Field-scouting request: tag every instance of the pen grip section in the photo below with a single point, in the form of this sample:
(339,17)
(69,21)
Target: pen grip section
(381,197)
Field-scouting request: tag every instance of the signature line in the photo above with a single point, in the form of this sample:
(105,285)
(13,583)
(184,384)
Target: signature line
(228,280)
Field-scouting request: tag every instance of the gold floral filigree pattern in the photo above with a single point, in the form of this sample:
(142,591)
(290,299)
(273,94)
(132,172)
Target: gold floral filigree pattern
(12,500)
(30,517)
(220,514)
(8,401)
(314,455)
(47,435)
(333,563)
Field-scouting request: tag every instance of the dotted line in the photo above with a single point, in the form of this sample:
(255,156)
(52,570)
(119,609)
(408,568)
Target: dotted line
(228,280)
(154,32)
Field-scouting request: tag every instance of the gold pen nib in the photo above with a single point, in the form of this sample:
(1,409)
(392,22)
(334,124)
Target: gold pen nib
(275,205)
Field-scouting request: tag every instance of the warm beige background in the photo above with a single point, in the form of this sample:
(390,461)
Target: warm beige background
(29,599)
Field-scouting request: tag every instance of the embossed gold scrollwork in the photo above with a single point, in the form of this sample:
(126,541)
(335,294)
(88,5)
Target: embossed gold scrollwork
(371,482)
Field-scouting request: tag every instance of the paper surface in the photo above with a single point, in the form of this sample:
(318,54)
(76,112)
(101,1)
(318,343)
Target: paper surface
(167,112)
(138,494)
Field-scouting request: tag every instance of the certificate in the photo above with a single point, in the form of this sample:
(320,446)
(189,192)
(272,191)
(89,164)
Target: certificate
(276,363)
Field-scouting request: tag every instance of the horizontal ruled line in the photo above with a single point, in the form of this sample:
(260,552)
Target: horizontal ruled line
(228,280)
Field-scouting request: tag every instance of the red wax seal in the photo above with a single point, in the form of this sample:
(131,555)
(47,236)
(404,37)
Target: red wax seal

● ● ● ● ● ● ●

| WHAT YOU NEED TO DO |
Render every line of the items above as a JSON list of strings, one string per line, omitting any blank lines.

| EXERCISE RESULT |
[
  "Field-scouting request: tag every instance of the pen grip section in the photo below with a single point, in the form of this sample:",
  "(339,17)",
  "(69,21)",
  "Target: pen grip section",
  "(381,197)",
  "Field-scouting request: tag every instance of the signature line in the photo above with a single point, in the form of this sample:",
  "(105,285)",
  "(13,583)",
  "(184,384)",
  "Target: signature line",
  "(228,280)",
  "Field-scouting request: tag every instance of the gold floral filigree pattern in the photo above with a single point, in the form of this sample:",
  "(142,591)",
  "(290,299)",
  "(273,94)",
  "(132,172)",
  "Target: gold floral filigree pattern",
  "(12,500)",
  "(30,517)",
  "(220,514)",
  "(8,401)",
  "(314,455)",
  "(47,435)",
  "(333,563)",
  "Field-scouting request: tag every instance of the dotted line in the photo above with a single point, in the form of this sample:",
  "(255,156)",
  "(52,570)",
  "(119,609)",
  "(408,568)",
  "Target: dotted line",
  "(228,280)",
  "(154,32)",
  "Field-scouting request: tag every instance of the gold pen nib in the photo above with a single point, in the form of this sample:",
  "(1,409)",
  "(392,22)",
  "(334,124)",
  "Target: gold pen nib",
  "(275,205)",
  "Field-scouting request: tag every instance of the warm beige background in the photo above with a single point, in the form of this sample:",
  "(390,461)",
  "Target: warm beige background",
  "(29,599)",
  "Field-scouting request: tag every instance of the embossed gold scrollwork in the photo above with a single point, in the form of this sample:",
  "(126,541)",
  "(335,294)",
  "(88,5)",
  "Target: embossed gold scrollwork",
  "(371,482)",
  "Field-scouting request: tag every instance of the paper surface in the photo above with a single point, in the form of this sample:",
  "(318,54)",
  "(76,112)",
  "(101,1)",
  "(318,343)",
  "Target: paper surface",
  "(167,112)",
  "(138,494)",
  "Field-scouting request: tag every instance of the certificate in the photo above with a single point, in the form of this sample:",
  "(320,446)",
  "(189,192)",
  "(272,191)",
  "(89,164)",
  "Target: certificate",
  "(276,363)",
  "Field-scouting request: tag every instance of the horizontal ruled line in the photo above with a single point, in the form of this sample:",
  "(260,552)",
  "Target: horizontal ruled line",
  "(228,280)",
  "Field-scouting request: tag every instance of the red wax seal in the photo above with a single point, in the form of this sample:",
  "(131,555)",
  "(47,236)",
  "(404,37)",
  "Target: red wax seal"
]